---------- Données fournies

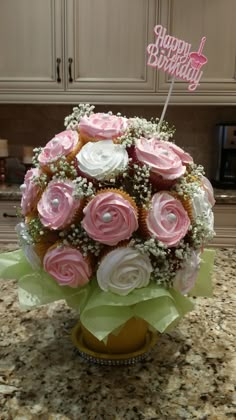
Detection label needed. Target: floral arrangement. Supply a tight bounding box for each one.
[1,104,214,340]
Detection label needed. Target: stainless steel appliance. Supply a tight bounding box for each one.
[212,123,236,189]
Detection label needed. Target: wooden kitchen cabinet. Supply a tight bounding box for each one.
[211,204,236,247]
[0,0,159,103]
[65,0,158,97]
[0,0,63,95]
[0,0,236,105]
[158,0,236,105]
[0,201,20,244]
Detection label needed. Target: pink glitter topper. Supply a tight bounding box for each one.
[147,25,207,91]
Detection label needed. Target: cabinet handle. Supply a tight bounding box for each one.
[57,58,61,83]
[68,58,73,83]
[3,213,17,217]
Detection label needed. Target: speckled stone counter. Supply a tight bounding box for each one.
[0,185,236,204]
[0,249,236,420]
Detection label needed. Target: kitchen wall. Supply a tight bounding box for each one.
[0,104,236,176]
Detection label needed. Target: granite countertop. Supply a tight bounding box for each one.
[0,184,236,204]
[0,248,236,420]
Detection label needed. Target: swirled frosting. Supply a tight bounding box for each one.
[97,248,152,296]
[37,179,80,229]
[21,168,40,216]
[38,130,79,166]
[146,192,190,247]
[43,246,92,287]
[79,112,128,140]
[135,137,186,180]
[76,140,129,181]
[173,251,201,295]
[82,192,138,246]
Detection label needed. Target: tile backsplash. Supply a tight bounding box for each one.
[0,104,236,176]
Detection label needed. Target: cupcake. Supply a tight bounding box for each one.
[38,130,82,175]
[43,245,92,288]
[97,247,153,296]
[37,179,83,230]
[140,191,190,248]
[79,113,128,143]
[134,137,186,189]
[81,189,138,246]
[76,140,129,181]
[173,251,201,295]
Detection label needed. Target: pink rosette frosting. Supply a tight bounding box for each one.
[38,130,79,166]
[82,192,138,246]
[135,137,186,180]
[79,112,128,140]
[201,176,216,207]
[173,251,201,295]
[43,246,92,287]
[168,142,193,165]
[37,180,81,230]
[21,168,40,216]
[146,192,190,247]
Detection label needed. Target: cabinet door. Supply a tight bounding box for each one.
[0,0,63,95]
[66,0,158,102]
[158,0,236,104]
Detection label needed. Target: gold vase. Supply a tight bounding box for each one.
[72,318,157,365]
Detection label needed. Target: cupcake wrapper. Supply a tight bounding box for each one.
[139,208,151,239]
[66,140,83,162]
[149,172,176,191]
[97,188,138,216]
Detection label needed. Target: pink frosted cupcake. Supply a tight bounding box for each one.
[37,179,82,230]
[21,168,41,216]
[140,191,190,247]
[81,190,138,246]
[134,137,186,189]
[38,130,82,172]
[79,113,128,143]
[43,246,92,287]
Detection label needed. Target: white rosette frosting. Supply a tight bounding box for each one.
[97,248,152,296]
[192,187,214,232]
[76,140,129,181]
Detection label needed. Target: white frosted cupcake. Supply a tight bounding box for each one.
[97,247,153,296]
[76,140,129,181]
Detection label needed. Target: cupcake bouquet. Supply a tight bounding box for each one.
[0,104,214,350]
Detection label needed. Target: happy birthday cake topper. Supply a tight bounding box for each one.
[147,25,207,91]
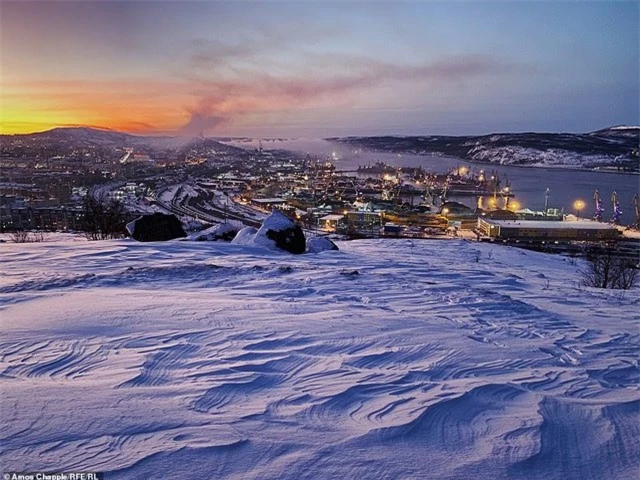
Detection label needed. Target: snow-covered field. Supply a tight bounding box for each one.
[0,240,640,480]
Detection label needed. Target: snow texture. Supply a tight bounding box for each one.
[232,210,304,251]
[307,237,338,253]
[190,223,238,241]
[0,238,640,480]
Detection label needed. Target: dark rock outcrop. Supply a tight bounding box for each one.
[256,211,307,254]
[231,211,306,254]
[127,213,187,242]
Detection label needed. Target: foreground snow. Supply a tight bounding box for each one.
[0,240,640,480]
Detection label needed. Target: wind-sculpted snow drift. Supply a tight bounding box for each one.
[0,240,640,480]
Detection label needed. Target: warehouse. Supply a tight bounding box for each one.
[478,218,619,241]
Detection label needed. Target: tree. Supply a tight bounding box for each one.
[82,192,127,240]
[581,245,640,290]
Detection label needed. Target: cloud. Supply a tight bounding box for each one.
[181,48,526,134]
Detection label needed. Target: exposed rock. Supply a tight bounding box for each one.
[191,223,238,242]
[231,211,306,254]
[307,237,340,253]
[127,213,187,242]
[255,211,306,254]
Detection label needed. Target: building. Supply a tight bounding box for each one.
[477,217,620,241]
[318,214,344,232]
[250,198,287,210]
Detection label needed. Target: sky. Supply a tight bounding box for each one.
[0,0,640,137]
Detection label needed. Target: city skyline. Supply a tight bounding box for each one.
[0,0,640,136]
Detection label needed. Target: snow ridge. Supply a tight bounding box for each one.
[0,240,640,479]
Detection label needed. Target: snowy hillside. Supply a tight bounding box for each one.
[0,240,640,480]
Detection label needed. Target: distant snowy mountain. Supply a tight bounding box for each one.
[329,126,640,171]
[0,127,238,150]
[0,240,640,480]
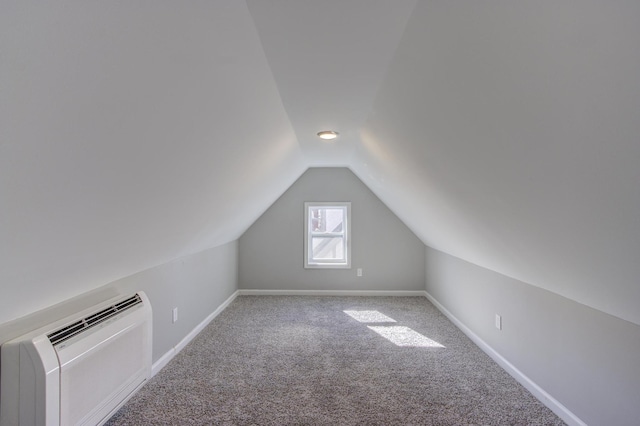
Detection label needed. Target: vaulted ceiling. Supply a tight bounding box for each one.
[0,0,640,324]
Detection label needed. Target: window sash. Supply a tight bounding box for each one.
[304,202,351,268]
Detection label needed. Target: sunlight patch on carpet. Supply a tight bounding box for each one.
[368,325,444,348]
[344,311,396,324]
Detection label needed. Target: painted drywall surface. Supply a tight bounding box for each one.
[110,241,238,362]
[0,0,307,323]
[0,241,238,362]
[350,0,640,324]
[426,247,640,425]
[238,168,424,290]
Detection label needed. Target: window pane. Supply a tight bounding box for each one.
[309,207,344,232]
[311,237,345,260]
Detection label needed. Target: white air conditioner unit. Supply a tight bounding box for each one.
[0,292,152,426]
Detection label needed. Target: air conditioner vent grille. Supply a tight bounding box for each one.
[47,294,142,345]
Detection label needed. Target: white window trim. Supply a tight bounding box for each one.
[304,201,351,269]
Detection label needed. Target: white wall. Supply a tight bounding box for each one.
[238,168,425,290]
[0,241,238,362]
[426,248,640,426]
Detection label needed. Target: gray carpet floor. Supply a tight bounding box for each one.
[107,296,564,426]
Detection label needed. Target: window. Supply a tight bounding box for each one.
[304,202,351,268]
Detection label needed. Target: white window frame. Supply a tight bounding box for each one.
[304,201,351,269]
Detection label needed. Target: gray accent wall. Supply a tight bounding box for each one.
[238,168,425,291]
[0,240,238,362]
[426,248,640,426]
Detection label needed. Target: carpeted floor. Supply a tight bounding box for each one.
[107,296,564,426]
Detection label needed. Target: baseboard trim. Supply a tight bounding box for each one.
[424,291,587,426]
[238,289,427,297]
[151,290,239,377]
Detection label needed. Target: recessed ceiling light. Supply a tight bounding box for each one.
[318,130,338,141]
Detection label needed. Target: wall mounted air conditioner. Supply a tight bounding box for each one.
[0,292,151,426]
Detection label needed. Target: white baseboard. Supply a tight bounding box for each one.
[151,290,239,377]
[238,289,427,297]
[424,291,587,426]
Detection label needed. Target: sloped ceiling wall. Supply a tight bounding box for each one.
[0,1,307,322]
[353,1,640,324]
[0,0,640,324]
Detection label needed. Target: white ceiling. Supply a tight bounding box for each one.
[0,0,640,324]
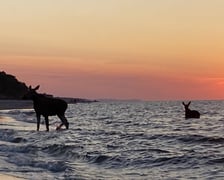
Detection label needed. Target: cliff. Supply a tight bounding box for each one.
[0,71,28,99]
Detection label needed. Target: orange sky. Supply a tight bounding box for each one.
[0,0,224,100]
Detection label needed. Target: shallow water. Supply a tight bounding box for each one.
[0,101,224,179]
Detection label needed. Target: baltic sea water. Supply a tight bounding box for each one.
[0,101,224,180]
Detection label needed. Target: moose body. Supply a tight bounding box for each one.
[182,101,200,119]
[24,86,69,131]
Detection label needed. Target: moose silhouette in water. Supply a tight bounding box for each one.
[24,85,69,131]
[182,101,200,119]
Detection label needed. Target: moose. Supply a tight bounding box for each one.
[24,85,69,131]
[182,101,200,119]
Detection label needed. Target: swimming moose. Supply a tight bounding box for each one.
[24,85,69,131]
[182,101,200,119]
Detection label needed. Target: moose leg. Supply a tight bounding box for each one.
[45,116,49,131]
[57,115,69,130]
[37,114,40,131]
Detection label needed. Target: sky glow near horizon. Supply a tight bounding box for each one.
[0,0,224,100]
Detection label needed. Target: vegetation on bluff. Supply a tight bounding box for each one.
[0,71,28,99]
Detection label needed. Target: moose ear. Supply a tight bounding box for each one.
[33,85,40,91]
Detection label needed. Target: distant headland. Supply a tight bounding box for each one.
[0,71,98,103]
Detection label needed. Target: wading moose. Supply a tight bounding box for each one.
[182,101,200,119]
[24,85,69,131]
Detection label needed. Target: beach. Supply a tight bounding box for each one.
[0,101,224,180]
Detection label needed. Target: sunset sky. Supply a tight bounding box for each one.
[0,0,224,100]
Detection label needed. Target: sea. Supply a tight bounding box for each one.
[0,100,224,180]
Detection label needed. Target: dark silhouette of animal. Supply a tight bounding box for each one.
[182,101,200,119]
[24,85,69,131]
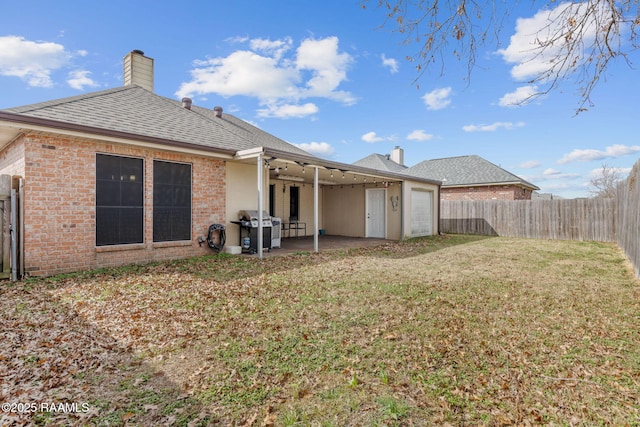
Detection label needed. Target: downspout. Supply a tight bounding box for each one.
[313,166,319,252]
[400,181,406,240]
[257,154,264,258]
[436,185,442,236]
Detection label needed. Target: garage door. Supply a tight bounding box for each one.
[411,190,433,237]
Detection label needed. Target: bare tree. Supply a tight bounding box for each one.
[589,163,622,199]
[361,0,640,112]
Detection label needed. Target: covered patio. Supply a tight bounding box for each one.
[226,147,441,257]
[245,235,393,258]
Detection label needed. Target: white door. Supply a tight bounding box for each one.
[366,188,386,239]
[411,190,433,237]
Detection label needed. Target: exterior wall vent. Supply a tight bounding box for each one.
[391,146,404,166]
[124,50,153,92]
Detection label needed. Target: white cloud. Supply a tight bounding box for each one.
[422,87,451,110]
[497,2,597,81]
[294,142,334,156]
[558,144,640,165]
[296,37,355,105]
[249,37,293,59]
[498,85,539,107]
[0,36,72,87]
[67,70,99,90]
[176,37,356,117]
[518,160,540,169]
[382,54,399,74]
[362,132,384,144]
[257,102,319,119]
[407,129,433,141]
[589,167,632,179]
[462,122,524,132]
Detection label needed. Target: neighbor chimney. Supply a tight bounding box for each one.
[124,50,153,92]
[391,145,404,166]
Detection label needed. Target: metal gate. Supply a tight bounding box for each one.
[0,175,24,280]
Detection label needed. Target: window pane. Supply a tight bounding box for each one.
[153,160,191,242]
[96,154,144,246]
[96,181,120,206]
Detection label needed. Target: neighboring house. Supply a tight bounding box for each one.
[354,147,540,200]
[353,147,407,173]
[0,51,440,275]
[406,155,540,200]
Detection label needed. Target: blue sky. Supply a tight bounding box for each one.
[0,0,640,198]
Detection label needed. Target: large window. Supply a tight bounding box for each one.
[153,160,191,242]
[96,154,144,246]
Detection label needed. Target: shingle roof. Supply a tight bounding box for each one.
[405,155,539,190]
[4,85,308,155]
[353,153,407,172]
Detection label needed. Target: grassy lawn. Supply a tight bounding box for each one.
[0,236,640,426]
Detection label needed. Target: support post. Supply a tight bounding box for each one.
[313,166,320,252]
[258,154,264,258]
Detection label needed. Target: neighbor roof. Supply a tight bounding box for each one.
[353,153,407,172]
[405,155,540,190]
[2,85,308,154]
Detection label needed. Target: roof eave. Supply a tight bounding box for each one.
[442,181,540,190]
[252,148,442,186]
[0,111,236,158]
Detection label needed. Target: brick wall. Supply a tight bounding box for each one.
[17,134,226,275]
[440,185,532,200]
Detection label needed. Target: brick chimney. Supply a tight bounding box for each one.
[124,50,153,92]
[391,145,404,166]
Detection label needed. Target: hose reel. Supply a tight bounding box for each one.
[207,224,227,251]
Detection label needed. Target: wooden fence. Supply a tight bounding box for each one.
[440,199,616,242]
[616,160,640,278]
[440,160,640,278]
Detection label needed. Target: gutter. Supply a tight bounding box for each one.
[252,147,442,185]
[443,181,540,190]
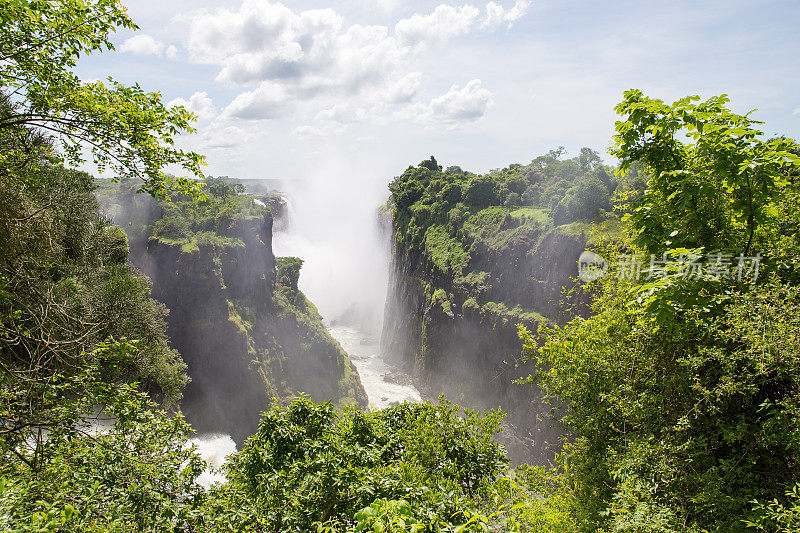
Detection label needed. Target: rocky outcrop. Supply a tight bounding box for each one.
[381,222,586,464]
[137,213,367,444]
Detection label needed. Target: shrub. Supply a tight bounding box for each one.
[464,176,495,207]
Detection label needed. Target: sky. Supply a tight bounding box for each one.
[78,0,800,181]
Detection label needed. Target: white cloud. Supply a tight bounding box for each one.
[223,81,293,120]
[186,0,527,121]
[315,104,367,124]
[483,0,531,28]
[202,123,248,148]
[385,72,422,104]
[119,33,178,59]
[119,33,164,56]
[394,4,480,46]
[167,91,217,120]
[408,79,494,126]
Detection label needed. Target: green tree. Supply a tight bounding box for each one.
[522,91,800,532]
[0,0,203,196]
[463,175,495,207]
[611,90,798,255]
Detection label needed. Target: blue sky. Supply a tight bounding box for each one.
[79,0,800,181]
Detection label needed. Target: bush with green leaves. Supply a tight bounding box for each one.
[198,398,506,531]
[522,91,800,532]
[0,343,203,533]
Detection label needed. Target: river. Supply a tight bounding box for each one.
[328,325,422,409]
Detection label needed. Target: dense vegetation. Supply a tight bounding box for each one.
[0,0,800,533]
[523,91,800,531]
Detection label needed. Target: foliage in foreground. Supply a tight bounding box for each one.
[0,343,203,533]
[522,91,800,532]
[196,398,569,532]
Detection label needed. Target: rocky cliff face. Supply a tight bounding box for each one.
[134,214,367,444]
[381,220,586,464]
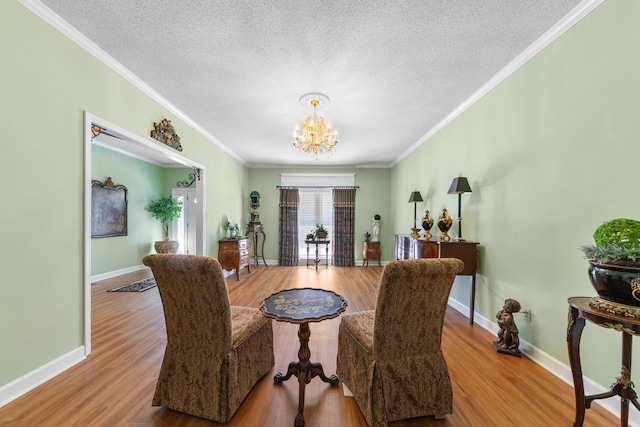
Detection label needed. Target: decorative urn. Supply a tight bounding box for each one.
[580,218,640,307]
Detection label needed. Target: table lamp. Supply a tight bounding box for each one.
[449,175,471,242]
[409,191,423,239]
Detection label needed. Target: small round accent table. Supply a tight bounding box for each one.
[567,297,640,427]
[260,288,347,427]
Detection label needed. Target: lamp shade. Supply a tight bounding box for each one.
[449,176,471,194]
[409,190,424,203]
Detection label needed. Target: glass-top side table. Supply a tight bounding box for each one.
[260,288,347,427]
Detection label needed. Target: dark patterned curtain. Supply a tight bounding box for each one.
[278,188,299,265]
[333,188,356,267]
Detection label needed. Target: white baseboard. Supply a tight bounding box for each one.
[449,298,640,427]
[0,346,86,408]
[90,264,149,283]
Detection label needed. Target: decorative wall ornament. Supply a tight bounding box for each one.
[176,168,200,187]
[151,119,182,151]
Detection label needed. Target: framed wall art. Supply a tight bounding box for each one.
[91,177,127,238]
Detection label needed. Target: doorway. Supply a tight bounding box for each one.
[83,112,206,356]
[171,188,198,255]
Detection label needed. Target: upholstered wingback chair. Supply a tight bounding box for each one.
[336,258,464,427]
[143,254,274,423]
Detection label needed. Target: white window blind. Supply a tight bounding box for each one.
[298,188,333,259]
[280,173,355,260]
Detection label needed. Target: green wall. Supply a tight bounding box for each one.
[249,168,393,261]
[391,0,640,387]
[0,0,249,387]
[91,145,191,276]
[0,0,640,404]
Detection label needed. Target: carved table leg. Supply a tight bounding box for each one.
[567,307,585,427]
[273,322,340,427]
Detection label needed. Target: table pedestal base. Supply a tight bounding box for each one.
[273,322,340,427]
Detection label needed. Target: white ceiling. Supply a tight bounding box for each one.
[35,0,593,167]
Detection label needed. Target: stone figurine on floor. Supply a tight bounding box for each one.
[371,214,380,242]
[493,298,522,357]
[438,209,453,242]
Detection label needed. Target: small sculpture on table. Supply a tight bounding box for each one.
[438,209,453,242]
[493,298,522,357]
[422,211,433,240]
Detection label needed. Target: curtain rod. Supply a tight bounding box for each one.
[276,185,360,189]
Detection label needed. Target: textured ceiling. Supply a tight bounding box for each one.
[34,0,581,167]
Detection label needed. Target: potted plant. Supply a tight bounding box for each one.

--------------------

▶ [Énoncé]: Réécrivez intégralement chaque ligne des enregistrements, de la ligne contenant « Detection label needed. Target: dense » jusqu'à celle contenant « [580,218,640,307] », ces deux lignes comprises, en décalant de 122 chaque coordonnée de cadre. Laissez les images de côté.

▶ [Réponse à l'exercice]:
Detection label needed. Target: dense vegetation. Supply a tight bounding box for each one.
[122,122,922,655]
[645,213,922,653]
Detection label needed. Target: foliage in foreground. Supply a tight bounding box for each one.
[122,465,325,655]
[644,213,922,654]
[318,520,691,654]
Detection label needed. Target: rocky cliff face. Supply a tight bounding box for each one.
[256,336,489,566]
[503,342,708,586]
Detection label needed. Target: decorative urn. Supply a tight bounding box for each one.
[702,340,762,429]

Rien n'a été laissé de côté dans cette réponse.